### [Provided information]
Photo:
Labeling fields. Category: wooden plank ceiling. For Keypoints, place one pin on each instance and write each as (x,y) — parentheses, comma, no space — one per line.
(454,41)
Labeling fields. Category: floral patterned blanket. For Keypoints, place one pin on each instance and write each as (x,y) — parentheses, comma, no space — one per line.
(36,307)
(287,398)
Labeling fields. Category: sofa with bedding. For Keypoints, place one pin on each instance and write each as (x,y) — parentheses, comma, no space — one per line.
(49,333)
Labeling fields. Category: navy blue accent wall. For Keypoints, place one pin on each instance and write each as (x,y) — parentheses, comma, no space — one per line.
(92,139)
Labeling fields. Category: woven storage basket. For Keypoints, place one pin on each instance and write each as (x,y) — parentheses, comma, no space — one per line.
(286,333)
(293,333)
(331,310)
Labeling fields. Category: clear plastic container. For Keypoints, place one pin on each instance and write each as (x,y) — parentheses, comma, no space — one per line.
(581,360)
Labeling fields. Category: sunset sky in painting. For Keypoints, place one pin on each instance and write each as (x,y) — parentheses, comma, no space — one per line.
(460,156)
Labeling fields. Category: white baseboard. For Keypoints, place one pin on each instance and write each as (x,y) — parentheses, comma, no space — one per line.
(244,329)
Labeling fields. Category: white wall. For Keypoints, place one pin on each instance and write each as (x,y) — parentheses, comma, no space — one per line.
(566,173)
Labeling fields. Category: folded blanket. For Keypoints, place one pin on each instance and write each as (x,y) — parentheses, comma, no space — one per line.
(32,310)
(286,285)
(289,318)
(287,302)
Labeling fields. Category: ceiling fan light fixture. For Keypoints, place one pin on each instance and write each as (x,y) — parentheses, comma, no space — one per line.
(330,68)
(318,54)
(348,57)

### [Description of the task]
Please repeat these lines with "place one pin" swapped for "put one marker" and everything else left as is.

### [Task result]
Photo:
Labeling fields. Category: wooden plank ceiling. For Keypoints, put one marker on each instance and write each as (x,y) — parentheses, comma, no space — one per line.
(454,41)
Labeling fields. Category: floral patterned blanket. For Keypoints, put one marker on each instance and write each as (x,y) — parentheses, comma, no space — one per line.
(36,307)
(287,398)
Labeling fields. Category: sofa with bedding. For Keypoints, put one marker on each instance and write each as (x,y) — parentheses, comma, no space — one per line.
(49,333)
Labeling fields. Category: navy blue accent wall. For Keypoints, put one marker on each instance and write each as (x,y) — parentheses, comma, no space — one per line.
(92,139)
Labeling fields. Category: woven storage basket. For Keypoints, put one marker on each instance and write each as (x,y) — parentheses, comma, no space — one per line.
(286,333)
(293,333)
(331,310)
Labeling fields. Category: clear plastic container. For Keypoints, put one marker on each instance and write each as (x,y) — parentheses, comma, no space — one per line.
(581,360)
Labeling fields. Category: sunset sky in painting. For Keypoints, put one marker on each instance and write each as (x,y) — parentheses, comma, no space — one per line.
(460,156)
Labeling fields. Category: white baseboard. For Keypoints, put one marker on each instance and write each as (x,y) — parentheses, comma, no space — one per line.
(244,329)
Labeling fields. Category: white wall. For Keypoints, put one marker on each instance and write each as (x,y) — parentheses, comma, no space — one per line.
(566,173)
Labeling fields. Category: folded blanket. For Keypoints, put one marker on each instance and write each as (x,y) — parentheses, comma, no space — one per line.
(32,310)
(286,285)
(289,318)
(287,302)
Labeling fields. Category: ceiling fan light fixture. For Keypoints, put one marker on each instance and write each as (x,y) — parentheses, comma, no space — one per line.
(330,68)
(318,54)
(348,57)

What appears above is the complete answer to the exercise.